### Record extracts:
=======
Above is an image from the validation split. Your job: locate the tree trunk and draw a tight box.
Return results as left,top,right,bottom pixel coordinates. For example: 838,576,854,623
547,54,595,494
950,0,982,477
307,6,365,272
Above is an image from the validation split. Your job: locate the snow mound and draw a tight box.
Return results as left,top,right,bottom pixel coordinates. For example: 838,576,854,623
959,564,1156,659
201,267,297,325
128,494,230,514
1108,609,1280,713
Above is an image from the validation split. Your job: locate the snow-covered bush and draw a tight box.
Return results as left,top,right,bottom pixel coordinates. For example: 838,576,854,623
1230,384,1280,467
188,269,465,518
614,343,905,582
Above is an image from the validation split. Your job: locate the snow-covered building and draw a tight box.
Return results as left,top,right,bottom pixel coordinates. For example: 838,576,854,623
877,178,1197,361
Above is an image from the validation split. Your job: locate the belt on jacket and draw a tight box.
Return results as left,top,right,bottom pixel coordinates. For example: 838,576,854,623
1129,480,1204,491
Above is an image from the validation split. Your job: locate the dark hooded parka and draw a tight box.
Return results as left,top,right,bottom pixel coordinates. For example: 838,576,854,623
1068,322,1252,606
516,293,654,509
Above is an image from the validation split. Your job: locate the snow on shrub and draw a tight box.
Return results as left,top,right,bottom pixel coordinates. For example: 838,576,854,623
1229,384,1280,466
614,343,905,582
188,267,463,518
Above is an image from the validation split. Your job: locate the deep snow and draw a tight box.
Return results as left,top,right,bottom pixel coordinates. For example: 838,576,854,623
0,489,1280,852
=======
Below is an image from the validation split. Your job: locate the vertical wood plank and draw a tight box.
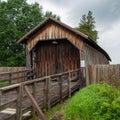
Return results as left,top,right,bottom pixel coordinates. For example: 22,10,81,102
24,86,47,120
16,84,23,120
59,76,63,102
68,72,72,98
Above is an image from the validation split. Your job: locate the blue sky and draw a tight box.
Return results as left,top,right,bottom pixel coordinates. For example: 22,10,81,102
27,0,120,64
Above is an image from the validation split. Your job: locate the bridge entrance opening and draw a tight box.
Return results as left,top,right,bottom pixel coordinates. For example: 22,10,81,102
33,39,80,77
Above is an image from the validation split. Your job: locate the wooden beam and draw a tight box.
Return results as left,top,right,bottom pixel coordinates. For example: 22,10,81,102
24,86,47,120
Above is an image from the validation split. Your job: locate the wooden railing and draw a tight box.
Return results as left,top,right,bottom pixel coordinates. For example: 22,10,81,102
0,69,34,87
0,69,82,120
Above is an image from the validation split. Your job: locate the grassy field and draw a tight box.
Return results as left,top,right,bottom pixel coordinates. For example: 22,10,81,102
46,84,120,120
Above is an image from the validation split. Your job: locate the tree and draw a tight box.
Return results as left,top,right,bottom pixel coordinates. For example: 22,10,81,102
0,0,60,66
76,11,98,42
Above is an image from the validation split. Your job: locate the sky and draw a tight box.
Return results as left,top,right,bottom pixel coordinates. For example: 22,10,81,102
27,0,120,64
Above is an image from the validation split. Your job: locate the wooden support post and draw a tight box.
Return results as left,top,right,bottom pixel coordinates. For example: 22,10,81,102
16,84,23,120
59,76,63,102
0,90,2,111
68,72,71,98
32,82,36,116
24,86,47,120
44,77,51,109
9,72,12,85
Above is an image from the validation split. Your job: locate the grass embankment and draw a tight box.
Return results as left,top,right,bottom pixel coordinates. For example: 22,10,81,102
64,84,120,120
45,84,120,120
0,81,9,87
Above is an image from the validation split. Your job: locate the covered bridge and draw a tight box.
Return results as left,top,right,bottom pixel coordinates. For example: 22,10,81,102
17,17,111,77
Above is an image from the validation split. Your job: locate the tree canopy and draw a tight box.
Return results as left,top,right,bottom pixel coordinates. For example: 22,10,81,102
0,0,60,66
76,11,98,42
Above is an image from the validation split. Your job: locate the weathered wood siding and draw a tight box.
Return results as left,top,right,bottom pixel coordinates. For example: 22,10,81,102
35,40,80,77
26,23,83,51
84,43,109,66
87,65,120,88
=======
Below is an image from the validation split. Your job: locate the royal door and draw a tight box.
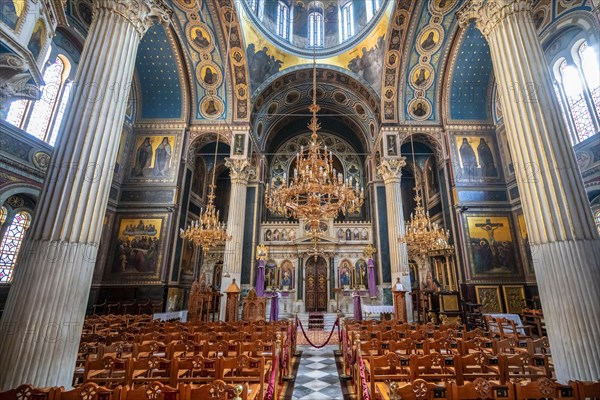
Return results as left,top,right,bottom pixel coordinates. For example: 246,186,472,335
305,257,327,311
=======
### Problem to work on:
Write out the records again, from the line with "trunk and draw a tight box." to the line with "0,489,1280,852", with the requests included and nothing outside that range. Shift every pixel coordinate in the answers by adding -13 to it.

### Task answer:
Above is an image from the validation split. Your job: locate the tree trunk and draw a tight box.
Return results as left,top,right,bottom pixel coordinates. For example: 838,576,854,623
534,41,582,481
937,-13,969,464
294,-7,352,259
Above is an image from the validation split. Your job: locate the snow mound and draw a tight box.
Return results as left,top,right,bottom pixel coordinates. For example: 838,576,854,623
946,551,1143,646
188,254,284,312
115,481,217,501
1095,596,1267,700
Above is an image from the validation split. Your job: locate the snow-covered bush and draw a tight box.
Return results as left,top,right,bottom pixel coordinates. For example: 838,576,854,623
1217,371,1267,454
175,256,452,505
601,330,892,569
Above is an image from the validation split. Your job: locate the snow-covered building and draw a tight box.
Return results as left,top,right,bottom pixel coordinates. For example: 838,576,854,623
864,165,1184,348
Above is an image from the validation split. Your job: locate the belt on jacket and draw a tight box.
Return results as left,top,right,bottom pixel coordinates. For example: 838,576,854,623
1116,467,1191,478
Above is an image from the validation split. Your job: locate the dark hooded parka and draw a tight box.
Return results as left,top,right,bottom pixel coordinates. For example: 838,576,854,623
1055,309,1239,593
503,280,641,496
Above is an image from the validation split. Your job: locate the snow on shrub and draw a tight box.
Return results as left,top,right,bottom pixel coordinates. For example: 838,576,854,623
1216,371,1267,453
601,330,892,569
175,254,450,505
Above is an image from the validation split. Your job: locate the deep snow and draw a tight box.
Return results as left,top,right,bottom pixel coordinates. For example: 838,576,854,623
-13,476,1267,839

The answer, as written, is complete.